§ **Given problem**:
Substitute "storage shed" for "warehouse building" in the records from the line with "Task: point out the metal warehouse" to the line with "[[521, 247], [58, 263]]", and reproduce only those lines with everything else unchanged.

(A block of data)
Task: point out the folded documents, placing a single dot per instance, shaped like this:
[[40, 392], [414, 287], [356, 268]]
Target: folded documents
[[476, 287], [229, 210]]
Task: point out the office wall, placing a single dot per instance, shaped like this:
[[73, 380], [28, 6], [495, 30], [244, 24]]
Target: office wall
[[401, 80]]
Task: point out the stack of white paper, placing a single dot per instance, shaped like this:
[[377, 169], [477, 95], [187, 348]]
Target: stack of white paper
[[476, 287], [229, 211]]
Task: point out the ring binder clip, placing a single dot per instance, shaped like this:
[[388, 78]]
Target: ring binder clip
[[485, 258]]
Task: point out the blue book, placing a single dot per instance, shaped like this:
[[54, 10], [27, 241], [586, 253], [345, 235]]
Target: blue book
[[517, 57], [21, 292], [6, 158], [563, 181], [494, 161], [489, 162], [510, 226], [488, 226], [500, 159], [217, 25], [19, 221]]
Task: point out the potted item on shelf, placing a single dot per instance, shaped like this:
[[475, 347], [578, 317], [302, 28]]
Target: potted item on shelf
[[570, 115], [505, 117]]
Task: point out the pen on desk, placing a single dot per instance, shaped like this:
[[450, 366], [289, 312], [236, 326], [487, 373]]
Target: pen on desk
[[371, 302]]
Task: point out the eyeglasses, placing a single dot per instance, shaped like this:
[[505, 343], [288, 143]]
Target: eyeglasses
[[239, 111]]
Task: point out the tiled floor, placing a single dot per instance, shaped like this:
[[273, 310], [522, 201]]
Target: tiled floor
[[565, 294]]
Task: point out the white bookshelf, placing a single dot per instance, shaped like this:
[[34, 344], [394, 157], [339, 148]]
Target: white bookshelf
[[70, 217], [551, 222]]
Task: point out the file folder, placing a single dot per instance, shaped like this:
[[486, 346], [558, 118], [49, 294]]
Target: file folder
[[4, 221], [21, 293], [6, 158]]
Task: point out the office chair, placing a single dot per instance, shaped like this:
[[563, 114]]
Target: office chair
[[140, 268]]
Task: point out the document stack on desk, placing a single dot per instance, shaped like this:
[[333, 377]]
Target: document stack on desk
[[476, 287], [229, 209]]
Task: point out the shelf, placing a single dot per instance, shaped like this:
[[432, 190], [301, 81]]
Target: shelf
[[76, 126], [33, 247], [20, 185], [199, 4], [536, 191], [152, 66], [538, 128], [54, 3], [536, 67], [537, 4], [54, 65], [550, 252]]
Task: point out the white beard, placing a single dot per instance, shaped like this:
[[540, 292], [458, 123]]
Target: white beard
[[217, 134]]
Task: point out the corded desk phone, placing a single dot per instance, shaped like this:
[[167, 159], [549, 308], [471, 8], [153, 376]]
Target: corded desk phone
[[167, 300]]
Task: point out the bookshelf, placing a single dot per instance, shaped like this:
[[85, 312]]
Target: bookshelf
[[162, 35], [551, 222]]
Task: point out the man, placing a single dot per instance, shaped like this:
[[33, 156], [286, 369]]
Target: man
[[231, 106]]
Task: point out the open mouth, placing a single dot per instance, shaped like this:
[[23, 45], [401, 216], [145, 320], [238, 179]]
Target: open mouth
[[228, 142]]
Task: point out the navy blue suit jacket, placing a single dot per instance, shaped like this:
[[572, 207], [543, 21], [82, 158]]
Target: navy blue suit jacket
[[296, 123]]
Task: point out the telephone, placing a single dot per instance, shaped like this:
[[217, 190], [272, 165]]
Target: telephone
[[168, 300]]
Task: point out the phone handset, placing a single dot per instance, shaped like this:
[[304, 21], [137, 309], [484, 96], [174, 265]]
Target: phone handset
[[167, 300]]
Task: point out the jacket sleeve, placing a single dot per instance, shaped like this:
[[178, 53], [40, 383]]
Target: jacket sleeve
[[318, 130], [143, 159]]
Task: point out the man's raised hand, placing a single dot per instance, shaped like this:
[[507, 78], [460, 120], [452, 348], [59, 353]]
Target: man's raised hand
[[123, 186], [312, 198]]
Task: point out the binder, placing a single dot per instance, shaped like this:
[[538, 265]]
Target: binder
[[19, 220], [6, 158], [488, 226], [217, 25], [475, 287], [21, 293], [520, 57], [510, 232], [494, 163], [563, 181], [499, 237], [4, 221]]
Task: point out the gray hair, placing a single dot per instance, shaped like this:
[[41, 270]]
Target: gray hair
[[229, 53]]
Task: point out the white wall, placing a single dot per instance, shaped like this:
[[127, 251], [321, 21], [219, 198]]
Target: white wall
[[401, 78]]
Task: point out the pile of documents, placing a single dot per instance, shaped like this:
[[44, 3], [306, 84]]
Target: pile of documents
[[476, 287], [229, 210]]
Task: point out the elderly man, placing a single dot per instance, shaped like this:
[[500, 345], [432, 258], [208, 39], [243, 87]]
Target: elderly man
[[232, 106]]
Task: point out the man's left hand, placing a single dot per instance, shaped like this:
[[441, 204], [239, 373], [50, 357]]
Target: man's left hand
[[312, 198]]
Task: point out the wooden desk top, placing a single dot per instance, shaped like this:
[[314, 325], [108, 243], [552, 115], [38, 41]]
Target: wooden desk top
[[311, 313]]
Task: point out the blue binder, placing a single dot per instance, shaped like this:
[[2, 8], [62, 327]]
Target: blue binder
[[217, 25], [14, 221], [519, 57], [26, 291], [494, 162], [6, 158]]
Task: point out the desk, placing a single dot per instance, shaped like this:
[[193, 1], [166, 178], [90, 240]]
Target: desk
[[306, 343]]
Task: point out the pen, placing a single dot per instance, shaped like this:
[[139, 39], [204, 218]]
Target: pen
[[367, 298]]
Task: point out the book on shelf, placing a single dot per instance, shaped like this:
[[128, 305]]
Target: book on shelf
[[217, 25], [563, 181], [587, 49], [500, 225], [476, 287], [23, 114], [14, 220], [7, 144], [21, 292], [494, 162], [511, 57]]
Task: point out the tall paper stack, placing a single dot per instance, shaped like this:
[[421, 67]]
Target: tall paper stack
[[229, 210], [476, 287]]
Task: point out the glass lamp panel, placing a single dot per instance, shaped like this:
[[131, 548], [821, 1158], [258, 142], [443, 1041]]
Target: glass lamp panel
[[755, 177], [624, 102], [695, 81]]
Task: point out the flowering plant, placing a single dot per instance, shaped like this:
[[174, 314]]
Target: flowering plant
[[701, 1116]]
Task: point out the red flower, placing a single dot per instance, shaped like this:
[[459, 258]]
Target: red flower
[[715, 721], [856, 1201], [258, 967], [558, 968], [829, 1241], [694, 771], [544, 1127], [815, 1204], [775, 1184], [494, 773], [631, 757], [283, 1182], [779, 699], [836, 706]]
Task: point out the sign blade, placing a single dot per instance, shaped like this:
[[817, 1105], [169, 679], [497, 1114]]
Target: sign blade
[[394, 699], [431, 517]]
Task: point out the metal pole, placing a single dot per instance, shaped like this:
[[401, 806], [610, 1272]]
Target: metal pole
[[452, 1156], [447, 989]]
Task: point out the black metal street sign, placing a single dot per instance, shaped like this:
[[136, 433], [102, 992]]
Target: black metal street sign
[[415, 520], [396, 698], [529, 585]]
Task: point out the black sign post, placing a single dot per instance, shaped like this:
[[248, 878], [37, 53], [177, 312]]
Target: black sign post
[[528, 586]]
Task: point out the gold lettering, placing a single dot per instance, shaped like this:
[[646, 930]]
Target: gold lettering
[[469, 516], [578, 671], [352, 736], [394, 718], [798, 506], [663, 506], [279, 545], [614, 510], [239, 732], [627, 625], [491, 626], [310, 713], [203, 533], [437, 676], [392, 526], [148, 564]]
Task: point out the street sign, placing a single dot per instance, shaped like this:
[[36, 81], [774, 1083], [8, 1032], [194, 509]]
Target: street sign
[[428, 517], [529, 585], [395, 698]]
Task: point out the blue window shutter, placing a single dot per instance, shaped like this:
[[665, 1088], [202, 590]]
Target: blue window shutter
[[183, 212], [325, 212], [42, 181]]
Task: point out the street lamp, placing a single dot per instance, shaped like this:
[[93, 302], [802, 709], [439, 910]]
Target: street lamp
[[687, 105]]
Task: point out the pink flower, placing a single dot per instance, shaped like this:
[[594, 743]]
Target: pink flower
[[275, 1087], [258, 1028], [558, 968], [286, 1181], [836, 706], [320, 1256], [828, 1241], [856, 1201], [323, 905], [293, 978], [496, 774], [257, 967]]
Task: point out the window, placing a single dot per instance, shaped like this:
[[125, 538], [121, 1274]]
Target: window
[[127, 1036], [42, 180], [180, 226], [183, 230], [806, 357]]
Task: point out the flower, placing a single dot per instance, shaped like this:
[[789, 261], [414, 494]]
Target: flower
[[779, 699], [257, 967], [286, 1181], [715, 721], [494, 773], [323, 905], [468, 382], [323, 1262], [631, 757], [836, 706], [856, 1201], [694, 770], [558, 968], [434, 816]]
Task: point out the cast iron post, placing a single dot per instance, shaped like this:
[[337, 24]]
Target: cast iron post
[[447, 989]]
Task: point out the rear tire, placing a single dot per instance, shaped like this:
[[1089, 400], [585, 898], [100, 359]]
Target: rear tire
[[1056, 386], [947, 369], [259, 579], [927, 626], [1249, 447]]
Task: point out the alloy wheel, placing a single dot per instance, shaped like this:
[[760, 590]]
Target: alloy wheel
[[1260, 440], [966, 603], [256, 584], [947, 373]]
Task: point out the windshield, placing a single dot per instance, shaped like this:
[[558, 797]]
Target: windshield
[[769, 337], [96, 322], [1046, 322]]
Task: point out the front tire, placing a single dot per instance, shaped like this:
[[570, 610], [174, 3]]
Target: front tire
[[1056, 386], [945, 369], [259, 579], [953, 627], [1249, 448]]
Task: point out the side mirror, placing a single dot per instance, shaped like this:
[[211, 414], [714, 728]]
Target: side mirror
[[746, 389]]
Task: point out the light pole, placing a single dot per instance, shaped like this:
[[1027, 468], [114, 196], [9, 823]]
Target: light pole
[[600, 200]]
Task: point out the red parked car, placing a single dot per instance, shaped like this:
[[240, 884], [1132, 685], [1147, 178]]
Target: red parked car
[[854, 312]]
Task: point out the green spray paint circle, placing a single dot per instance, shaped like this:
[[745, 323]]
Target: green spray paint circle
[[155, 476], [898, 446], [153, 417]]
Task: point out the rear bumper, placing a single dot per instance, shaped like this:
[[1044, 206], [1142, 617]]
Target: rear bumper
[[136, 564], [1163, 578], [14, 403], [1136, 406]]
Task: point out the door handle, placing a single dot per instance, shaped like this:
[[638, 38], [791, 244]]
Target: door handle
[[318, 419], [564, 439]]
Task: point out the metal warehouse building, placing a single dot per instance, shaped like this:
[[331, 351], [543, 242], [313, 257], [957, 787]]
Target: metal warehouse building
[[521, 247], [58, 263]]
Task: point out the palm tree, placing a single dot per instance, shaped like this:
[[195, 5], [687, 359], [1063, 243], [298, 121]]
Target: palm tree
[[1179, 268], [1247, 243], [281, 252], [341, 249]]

§ **Response to this task**:
Task: point out the metal storage shed, placing a single dot per instance, shaped like this:
[[331, 351], [543, 242], [313, 257], [957, 787]]
Target: metal storage shed
[[521, 247], [58, 263]]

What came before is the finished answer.